======== RECORDS FOR THE TASK ========

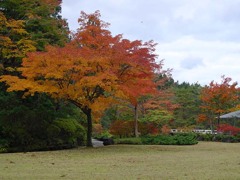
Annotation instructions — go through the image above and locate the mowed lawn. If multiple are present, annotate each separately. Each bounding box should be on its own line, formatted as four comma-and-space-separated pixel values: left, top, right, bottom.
0, 142, 240, 180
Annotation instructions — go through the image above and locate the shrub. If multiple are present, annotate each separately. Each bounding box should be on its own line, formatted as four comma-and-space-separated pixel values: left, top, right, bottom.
114, 138, 142, 145
217, 124, 240, 135
142, 133, 198, 145
109, 120, 159, 137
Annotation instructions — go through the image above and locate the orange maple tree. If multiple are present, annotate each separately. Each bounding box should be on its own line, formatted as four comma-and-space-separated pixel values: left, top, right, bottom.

========

- EXERCISE -
Recast the rows above as a Markdown table with the columns Line and Content, giving each line a number and skipping blank lines. Leave the picture out of the table.

- RESPONSE TO THE TASK -
| Line | Content |
|---|---|
| 1 | Annotation instructions — go through the image above and locate the mowed lawn. If multiple are present, annotate each separately. Each bounding box should be on its own line, formatted as four comma-and-space-separated pixel values: left, top, right, bottom. |
| 2 | 0, 142, 240, 180 |
| 3 | Annotation instructions — go through the image above and locate the shrub. If multiple are present, annotate each separately. Each bounding box should be on its own line, formatted as four comma-and-space-separated pixel values: left, top, right, bottom. |
| 4 | 114, 138, 142, 145 |
| 5 | 217, 124, 240, 135 |
| 6 | 142, 133, 198, 145 |
| 7 | 109, 120, 159, 137 |
| 8 | Annotation instructions — go through the image above and locate the orange maple tree. If multiple are present, annotate each separately. Each bounding box should be on its own line, formatted as four comma-and-space-separated pixel values: left, top, right, bottom. |